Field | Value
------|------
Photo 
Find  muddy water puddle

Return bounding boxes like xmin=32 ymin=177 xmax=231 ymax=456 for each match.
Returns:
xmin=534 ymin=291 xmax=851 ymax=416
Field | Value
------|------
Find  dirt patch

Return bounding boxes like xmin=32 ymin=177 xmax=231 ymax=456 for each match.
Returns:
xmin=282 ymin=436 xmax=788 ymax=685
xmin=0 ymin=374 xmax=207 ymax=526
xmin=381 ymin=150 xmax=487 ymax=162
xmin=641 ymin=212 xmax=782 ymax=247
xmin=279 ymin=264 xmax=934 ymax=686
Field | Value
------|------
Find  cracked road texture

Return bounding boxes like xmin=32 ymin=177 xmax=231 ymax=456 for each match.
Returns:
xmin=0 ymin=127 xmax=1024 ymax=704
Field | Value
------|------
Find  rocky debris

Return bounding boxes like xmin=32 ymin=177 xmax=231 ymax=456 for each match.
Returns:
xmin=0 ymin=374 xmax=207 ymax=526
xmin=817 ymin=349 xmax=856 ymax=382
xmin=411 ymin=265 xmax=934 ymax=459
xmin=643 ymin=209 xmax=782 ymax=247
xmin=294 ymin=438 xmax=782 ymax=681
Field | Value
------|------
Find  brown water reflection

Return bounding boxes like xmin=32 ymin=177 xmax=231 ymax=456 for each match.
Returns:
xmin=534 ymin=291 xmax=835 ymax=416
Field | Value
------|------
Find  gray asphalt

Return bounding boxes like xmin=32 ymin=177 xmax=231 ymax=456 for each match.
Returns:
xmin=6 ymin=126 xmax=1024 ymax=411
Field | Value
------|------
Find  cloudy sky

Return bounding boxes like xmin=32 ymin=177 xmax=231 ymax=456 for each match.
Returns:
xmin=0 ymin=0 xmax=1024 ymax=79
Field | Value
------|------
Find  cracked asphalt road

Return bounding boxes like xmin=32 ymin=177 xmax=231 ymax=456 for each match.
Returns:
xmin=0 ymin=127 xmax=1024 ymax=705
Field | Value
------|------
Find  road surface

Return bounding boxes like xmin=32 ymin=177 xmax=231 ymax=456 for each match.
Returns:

····················

→ **Instructions for the task**: Please pick out every line above that contains the word "water" and copy each one. Case counts.

→ **Written response**:
Find  muddy water puddle
Find  brown water reflection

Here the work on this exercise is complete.